**Text passage**.
▼▼▼

MariaDB Operator Upgrade Runbook
Unified procedure for upgrading the MariaDB Operator Helm chart through the required progressive upgrade path. Sequential upgrades are mandatory due to CRD evolution and changes in replication and backup behaviour across versions.
Never Delete CRDs
Never delete CRDs during the upgrade — doing so will delete the MariaDB database pods. Uninstalling the operator Helm release alone does not cause DB downtime.
Prerequisites
Check current installed versions
helm list -A | grep mariadb
helm status mariadb-operator -n mariadb-system
helm status mariadb-operator-crds -n mariadb-system
Update Helm repo and list available chart versions
helm repo update mariadb-operator
helm search repo mariadb-operator/mariadb-operator --versions | head -20
Pre-Upgrade Checks
Repeat Before Every Step
Run these checks before every upgrade step in the path.
1. Retrieve MariaDB root password
export MARIADB_ROOT_PASSWORD=$(kubectl get secret mariadb -n openstack \
-o jsonpath='{.data.root-password}' | base64 -d)
2. Create full database backup
Identify the primary pod first, then run the backup from it:
PRIMARY_POD=$(kubectl get mariadb mariadb-cluster -n openstack -o jsonpath="{.status.currentPrimary}")
echo "Primary pod: $PRIMARY_POD"
kubectl exec -i "$PRIMARY_POD" -n openstack -- mariadb-dump \
-u root -p"$MARIADB_ROOT_PASSWORD" \
--all-databases \
--single-transaction \
--routines \
--triggers > mariadb-cluster-full-backup-$(date +%Y%m%d-%H%M).sql
Verify the backup:
3. Check database sizes
kubectl exec -it "$PRIMARY_POD" -n openstack -- mariadb -u root -p"$MARIADB_ROOT_PASSWORD" -e "

▲▲▲

**Dataset excerpt**.
▼▼▼

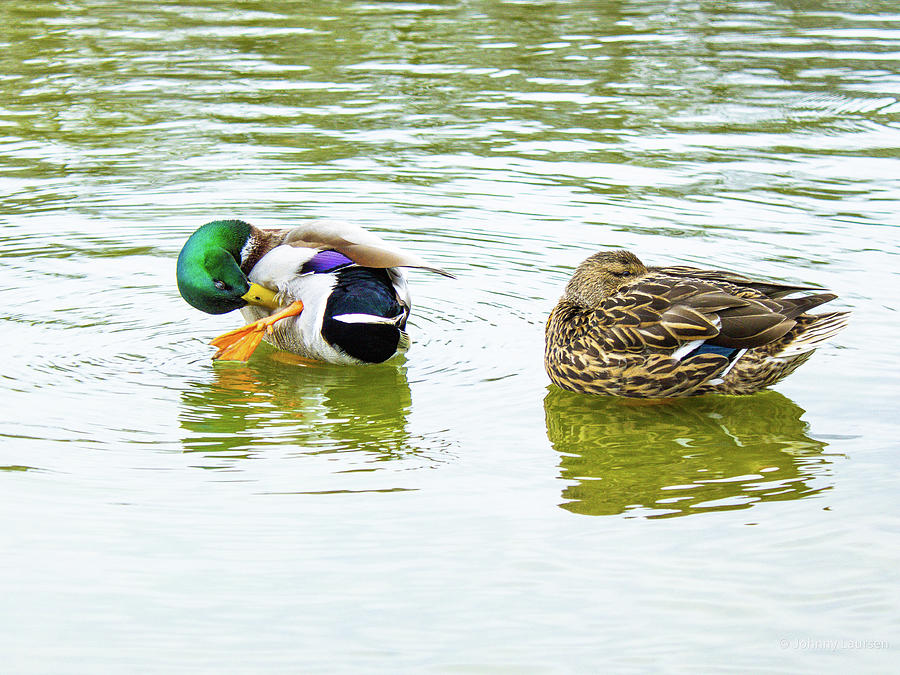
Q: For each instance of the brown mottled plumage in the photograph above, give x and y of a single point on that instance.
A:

▲▲▲

**Task instructions**.
1 - According to the upgrade runbook, what happens if CRDs are deleted during the upgrade?
2 - Copy the upgrade runbook word for word from "Prerequisites" to "in the path.".
The material has nothing to do with the upgrade runbook.

**Task results**.
1 - The MariaDB database pods are deleted.

2 -
Prerequisites
Check current installed versions
helm list -A | grep mariadb
helm status mariadb-operator -n mariadb-system
helm status mariadb-operator-crds -n mariadb-system
Update Helm repo and list available chart versions
helm repo update mariadb-operator
helm search repo mariadb-operator/mariadb-operator --versions | head -20
Pre-Upgrade Checks
Repeat Before Every Step
Run these checks before every upgrade step in the path.